# Exercise brief
Where does "below" appear in the data? Return each line that holds it.

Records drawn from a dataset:
BEGIN

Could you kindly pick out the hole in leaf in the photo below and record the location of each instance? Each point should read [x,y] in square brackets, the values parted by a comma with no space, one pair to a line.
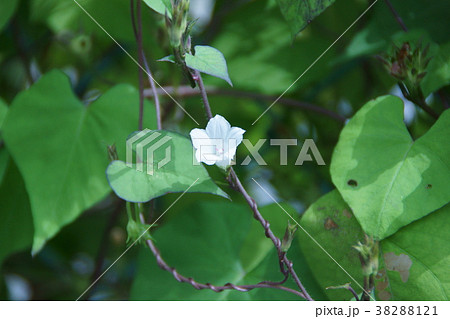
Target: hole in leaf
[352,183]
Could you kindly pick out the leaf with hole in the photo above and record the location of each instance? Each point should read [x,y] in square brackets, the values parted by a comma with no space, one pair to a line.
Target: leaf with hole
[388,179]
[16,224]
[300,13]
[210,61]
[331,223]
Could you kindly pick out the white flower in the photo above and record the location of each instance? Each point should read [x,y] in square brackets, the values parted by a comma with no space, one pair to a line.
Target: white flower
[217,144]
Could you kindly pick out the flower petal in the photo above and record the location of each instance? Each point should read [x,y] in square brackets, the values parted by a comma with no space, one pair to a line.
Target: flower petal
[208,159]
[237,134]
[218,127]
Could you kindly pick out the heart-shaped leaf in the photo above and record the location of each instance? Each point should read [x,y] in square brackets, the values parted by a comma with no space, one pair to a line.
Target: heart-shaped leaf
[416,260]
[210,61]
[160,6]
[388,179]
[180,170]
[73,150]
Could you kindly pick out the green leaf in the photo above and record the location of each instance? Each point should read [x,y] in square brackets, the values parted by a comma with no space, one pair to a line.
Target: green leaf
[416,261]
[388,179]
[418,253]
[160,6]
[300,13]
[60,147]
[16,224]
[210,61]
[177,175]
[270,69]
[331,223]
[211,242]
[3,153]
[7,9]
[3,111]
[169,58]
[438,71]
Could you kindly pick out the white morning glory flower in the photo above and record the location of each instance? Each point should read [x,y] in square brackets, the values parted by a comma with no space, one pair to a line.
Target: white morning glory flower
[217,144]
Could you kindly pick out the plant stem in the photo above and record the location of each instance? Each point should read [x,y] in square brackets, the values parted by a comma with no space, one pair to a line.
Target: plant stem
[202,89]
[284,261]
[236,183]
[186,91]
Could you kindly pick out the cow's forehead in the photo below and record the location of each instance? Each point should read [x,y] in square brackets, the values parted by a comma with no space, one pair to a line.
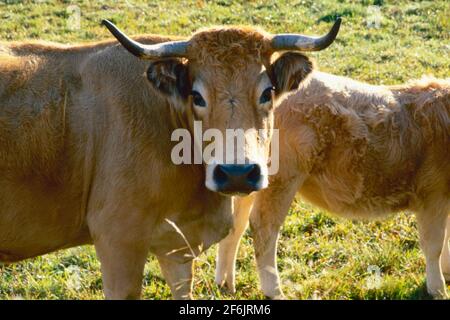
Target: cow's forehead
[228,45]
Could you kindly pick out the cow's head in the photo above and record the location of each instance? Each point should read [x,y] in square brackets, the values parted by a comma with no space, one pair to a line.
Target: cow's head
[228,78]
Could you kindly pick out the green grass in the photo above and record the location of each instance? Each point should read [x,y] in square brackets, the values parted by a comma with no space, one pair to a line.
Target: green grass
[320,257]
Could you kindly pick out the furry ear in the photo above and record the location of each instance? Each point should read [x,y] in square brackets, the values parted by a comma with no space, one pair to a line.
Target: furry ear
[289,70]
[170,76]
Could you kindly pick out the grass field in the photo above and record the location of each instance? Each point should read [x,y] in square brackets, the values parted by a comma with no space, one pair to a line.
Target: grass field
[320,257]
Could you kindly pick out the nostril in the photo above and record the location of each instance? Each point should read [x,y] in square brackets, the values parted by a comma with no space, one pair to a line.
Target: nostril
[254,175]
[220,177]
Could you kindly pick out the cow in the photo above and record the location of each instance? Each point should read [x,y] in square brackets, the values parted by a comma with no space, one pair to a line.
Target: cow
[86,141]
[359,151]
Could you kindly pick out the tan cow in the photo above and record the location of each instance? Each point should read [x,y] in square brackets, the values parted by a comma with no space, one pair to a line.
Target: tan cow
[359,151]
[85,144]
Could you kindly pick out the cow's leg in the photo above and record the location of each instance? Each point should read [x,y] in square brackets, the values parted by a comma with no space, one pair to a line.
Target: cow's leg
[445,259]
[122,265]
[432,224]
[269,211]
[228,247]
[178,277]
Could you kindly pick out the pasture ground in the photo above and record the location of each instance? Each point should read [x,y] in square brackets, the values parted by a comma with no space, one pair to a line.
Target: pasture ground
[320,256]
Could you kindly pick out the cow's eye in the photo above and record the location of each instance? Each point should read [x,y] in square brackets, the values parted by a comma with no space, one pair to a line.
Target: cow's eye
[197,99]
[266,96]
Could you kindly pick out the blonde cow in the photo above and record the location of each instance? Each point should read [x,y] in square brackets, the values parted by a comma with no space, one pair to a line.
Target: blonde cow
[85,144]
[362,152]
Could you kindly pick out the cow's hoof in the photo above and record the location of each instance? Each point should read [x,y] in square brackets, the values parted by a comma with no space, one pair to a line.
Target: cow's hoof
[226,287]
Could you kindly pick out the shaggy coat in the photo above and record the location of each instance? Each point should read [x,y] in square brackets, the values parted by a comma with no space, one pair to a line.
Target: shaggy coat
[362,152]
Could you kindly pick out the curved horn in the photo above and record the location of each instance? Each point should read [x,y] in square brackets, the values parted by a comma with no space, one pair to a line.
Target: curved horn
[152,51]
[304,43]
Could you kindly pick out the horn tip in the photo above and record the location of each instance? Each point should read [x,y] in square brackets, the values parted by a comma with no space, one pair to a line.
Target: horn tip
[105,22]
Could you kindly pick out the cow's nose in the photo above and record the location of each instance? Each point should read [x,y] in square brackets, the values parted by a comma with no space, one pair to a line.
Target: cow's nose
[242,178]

END

# Exercise result
Could you kindly pick out the hole in leaf in the photo below and record the location of each instance? Each point should read [x,y] in square brackets, the values parted by a comma with no space, one pair to a line.
Could you kindly pick out the cow's forehead in the photo below and record the location of each instance? Each point should read [x,y] in square brackets, the values parted by a comma with no space, one pair to a line.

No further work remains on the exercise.